-- STUDY TEXT follows --
He had been invited to do so by the Emperor Joseph II, who had seen him perform the previous year in Pressburg. The Vienna run was admired by critics and attracted large audiences including the Emperor and his court. Schikaneder and Kumpf opened their season with a revival of Mozart's Die Entführung aus dem Serail. Joseph Haydn's La fedeltà premiata was performed by the troupe. Works of spoken drama were of interest for their political content; the Austrian Empire at the time was governed by the system of hereditary aristocracy, falling under increasing criticism as the values of the Enlightenment spread. Schikaneder put on a successful comedy entitled Der Fremde which included a character named Baron Seltenreich, "a caricature of a scheming windbag of the Viennese aristocracy". Schikaneder and his colleague stepped over the line, initiating a production of Beaumarchais' then-scandalous send-up of the aristocracy, The Marriage of Figaro; this production was canceled by the Emperor at the last minute.
-- STUDY TEXT concluded --
**EXERCISE**
What comes next in the passage about Schikaneder's Vienna season? Continue it from its last sentence.
-- DATA SECTION follows --
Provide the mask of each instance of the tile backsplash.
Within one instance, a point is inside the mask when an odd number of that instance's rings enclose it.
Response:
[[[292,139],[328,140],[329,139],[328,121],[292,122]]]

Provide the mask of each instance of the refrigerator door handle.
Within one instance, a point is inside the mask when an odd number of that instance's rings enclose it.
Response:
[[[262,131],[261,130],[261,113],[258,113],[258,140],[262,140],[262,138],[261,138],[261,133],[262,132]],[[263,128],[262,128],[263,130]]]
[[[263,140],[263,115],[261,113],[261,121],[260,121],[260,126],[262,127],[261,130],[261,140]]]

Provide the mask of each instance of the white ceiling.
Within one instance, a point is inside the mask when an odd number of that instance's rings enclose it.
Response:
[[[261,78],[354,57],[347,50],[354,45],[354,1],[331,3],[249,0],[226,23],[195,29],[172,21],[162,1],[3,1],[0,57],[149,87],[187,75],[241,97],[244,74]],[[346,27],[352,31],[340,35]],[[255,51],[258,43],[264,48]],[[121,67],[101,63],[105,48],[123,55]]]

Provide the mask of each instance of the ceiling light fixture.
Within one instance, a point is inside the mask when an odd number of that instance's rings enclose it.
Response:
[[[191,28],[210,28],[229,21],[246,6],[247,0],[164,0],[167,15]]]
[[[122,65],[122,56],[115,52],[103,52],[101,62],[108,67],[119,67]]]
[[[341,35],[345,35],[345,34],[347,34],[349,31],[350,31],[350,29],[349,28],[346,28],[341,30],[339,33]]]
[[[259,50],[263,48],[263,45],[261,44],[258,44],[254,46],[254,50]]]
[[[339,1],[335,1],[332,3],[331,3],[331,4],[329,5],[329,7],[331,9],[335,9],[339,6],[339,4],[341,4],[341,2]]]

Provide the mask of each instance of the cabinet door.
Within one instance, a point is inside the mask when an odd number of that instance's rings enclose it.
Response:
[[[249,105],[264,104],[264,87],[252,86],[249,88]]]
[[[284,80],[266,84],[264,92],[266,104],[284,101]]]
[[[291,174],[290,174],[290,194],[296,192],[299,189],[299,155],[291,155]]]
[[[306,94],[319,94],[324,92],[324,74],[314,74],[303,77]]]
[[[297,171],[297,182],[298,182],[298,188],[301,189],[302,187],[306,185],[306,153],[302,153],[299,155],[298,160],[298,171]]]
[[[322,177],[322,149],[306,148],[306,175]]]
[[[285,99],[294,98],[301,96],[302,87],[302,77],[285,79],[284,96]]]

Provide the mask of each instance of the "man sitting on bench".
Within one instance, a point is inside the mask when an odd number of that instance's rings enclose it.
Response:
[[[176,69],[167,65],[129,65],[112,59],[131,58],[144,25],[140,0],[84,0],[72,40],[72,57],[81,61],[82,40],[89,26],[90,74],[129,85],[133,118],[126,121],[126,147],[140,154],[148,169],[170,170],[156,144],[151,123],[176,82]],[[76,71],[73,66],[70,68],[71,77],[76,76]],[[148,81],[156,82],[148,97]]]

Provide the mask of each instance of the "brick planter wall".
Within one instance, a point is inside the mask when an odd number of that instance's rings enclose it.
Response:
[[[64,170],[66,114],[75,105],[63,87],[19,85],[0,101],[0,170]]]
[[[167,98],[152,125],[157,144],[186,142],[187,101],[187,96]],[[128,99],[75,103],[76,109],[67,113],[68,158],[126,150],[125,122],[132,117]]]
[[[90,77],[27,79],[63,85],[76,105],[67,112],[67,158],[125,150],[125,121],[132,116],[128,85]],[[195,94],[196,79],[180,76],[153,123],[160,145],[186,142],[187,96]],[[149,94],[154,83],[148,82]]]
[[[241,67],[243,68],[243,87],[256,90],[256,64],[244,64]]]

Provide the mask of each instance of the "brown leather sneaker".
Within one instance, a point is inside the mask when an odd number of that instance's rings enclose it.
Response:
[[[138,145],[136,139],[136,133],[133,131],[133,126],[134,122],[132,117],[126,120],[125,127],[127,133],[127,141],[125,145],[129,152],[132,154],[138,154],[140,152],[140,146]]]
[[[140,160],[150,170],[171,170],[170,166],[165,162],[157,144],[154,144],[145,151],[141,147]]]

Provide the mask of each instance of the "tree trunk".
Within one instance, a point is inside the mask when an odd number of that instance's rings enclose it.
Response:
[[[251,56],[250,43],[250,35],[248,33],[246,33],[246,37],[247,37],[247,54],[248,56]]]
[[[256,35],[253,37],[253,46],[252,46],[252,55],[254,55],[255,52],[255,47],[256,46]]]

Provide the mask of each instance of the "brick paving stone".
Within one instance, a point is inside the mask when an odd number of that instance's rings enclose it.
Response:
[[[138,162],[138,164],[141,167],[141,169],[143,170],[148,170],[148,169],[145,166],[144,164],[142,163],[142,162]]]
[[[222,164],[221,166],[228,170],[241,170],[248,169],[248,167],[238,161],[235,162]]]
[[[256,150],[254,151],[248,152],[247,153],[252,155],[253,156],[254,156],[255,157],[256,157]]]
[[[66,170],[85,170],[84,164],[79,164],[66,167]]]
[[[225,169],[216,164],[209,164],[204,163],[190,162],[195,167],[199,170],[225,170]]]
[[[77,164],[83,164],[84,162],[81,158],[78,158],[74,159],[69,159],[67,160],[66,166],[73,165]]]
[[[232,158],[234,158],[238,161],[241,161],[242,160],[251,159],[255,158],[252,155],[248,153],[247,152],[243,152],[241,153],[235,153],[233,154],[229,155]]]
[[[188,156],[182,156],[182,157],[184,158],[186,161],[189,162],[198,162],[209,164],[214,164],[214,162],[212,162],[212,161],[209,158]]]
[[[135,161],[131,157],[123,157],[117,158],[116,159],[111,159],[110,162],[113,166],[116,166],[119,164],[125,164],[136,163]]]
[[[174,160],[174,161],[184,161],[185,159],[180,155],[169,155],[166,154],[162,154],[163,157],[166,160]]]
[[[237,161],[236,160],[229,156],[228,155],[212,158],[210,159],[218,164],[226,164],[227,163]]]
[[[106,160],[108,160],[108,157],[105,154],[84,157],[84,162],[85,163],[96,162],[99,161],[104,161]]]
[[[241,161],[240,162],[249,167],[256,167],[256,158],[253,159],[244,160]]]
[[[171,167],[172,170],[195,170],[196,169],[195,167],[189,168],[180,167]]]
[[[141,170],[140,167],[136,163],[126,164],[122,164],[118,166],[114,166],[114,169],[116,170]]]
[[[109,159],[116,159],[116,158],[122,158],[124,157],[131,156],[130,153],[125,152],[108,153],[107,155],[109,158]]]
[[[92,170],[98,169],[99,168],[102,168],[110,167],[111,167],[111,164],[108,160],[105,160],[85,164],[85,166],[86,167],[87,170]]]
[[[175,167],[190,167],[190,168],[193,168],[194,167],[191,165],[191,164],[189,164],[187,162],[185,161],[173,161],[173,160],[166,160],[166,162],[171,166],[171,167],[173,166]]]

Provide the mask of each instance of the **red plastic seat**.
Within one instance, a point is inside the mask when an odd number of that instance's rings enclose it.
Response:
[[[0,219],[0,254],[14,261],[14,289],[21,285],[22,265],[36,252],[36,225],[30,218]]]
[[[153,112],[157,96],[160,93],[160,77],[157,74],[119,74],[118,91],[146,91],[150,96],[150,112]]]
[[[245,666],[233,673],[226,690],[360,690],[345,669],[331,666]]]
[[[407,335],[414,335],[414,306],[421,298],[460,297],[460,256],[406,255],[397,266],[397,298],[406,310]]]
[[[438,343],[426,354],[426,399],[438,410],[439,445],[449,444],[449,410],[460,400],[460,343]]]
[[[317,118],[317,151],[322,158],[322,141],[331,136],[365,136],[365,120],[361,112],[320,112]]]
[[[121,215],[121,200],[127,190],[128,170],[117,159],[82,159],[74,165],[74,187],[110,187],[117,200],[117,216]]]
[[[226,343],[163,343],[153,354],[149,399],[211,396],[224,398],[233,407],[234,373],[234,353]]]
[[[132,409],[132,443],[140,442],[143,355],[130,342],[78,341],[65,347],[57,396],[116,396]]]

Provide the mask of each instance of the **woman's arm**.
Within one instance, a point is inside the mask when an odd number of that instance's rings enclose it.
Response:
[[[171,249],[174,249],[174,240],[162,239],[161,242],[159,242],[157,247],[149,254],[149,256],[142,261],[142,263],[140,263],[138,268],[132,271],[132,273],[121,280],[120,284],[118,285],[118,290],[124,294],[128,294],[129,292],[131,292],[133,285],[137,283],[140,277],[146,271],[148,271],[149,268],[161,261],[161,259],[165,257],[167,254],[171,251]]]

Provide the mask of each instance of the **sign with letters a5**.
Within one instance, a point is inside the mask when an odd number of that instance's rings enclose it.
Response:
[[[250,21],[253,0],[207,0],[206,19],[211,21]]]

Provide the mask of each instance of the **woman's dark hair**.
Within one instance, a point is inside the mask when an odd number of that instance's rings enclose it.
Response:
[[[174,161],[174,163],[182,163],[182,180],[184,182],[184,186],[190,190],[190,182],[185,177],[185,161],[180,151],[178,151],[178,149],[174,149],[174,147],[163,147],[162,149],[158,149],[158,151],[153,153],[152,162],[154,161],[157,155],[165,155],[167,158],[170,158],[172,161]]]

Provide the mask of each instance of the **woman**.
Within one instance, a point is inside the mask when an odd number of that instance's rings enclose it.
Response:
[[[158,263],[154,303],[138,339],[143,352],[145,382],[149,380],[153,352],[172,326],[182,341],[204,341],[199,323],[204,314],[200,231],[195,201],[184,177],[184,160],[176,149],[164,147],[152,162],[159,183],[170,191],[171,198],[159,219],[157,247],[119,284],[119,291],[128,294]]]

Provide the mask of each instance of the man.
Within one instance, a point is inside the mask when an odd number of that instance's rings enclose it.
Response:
-- DATA SECTION concluded --
**RESULT FOR THIS EXERCISE**
In spite of the content and cancellation of the production, Joseph II brought Schikaneder over and he entered Imperial service from April 1785 through February 1786. During his service, he performed in the Austrian Nationaltheater at Burgtheater. During his debut he sang the role of Schwindel in Gluck's Singspiel Die Pilgrime von Mekka. During Easter 1788, the troupe run by Johann Friedel and Eleonore Schikaneder had settled as the resident troupe at the Theater auf der Wieden, located in a suburb of Vienna. Friedel died on 31 March 1789, leaving his entire estate to Eleonore, the theater was closed. Following this, Eleonore offered reconciliation to Schikaneder, who moved to Vienna in May to start a new company in the same theater in partnership with her; the new company was financed by a Masonic brother of Mozart. With plans of an emphasis on opera, Schikaneder brought two singers with him from his old troupe, tenor Benedikt Schack and bass Franz Xaver Gerl. From his wife's company he retained soprano Josepha Hofer, actor Johann Joseph Nouseul, Karl Ludwig Giesecke as librettist.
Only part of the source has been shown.